- Given data -
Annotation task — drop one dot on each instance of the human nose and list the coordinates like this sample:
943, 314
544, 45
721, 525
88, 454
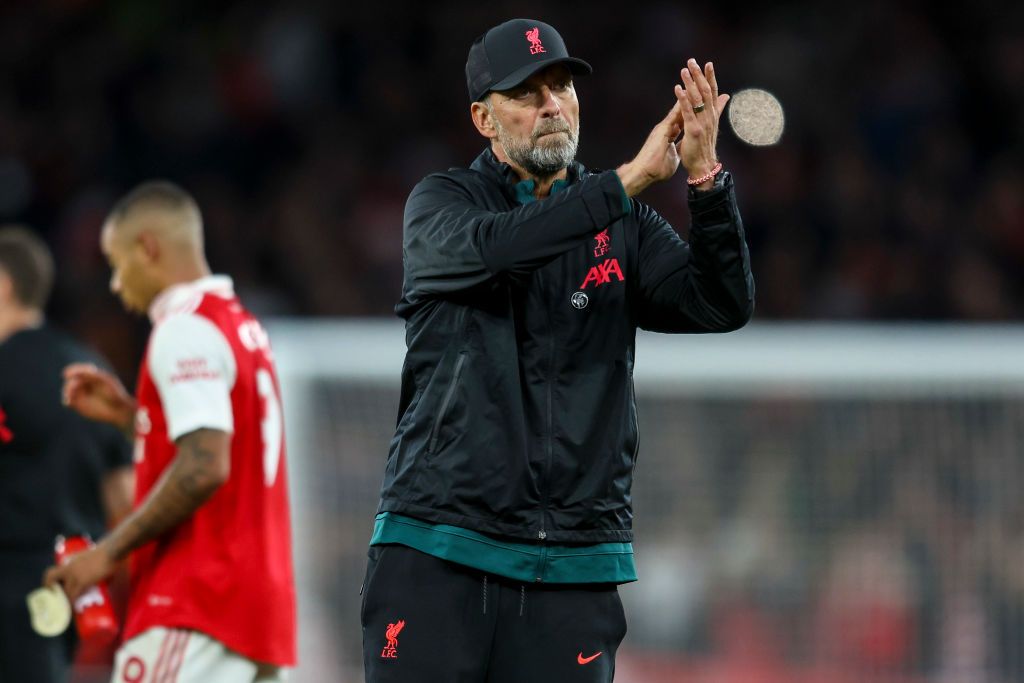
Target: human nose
549, 102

- Problem description -
Nothing but the pictures may be dropped; output the records above exactly.

- Task result -
Annotation task — drop one dot on each instance of the human nose and list the coordinates like this sample:
943, 314
544, 45
721, 525
88, 454
Target: human nose
549, 102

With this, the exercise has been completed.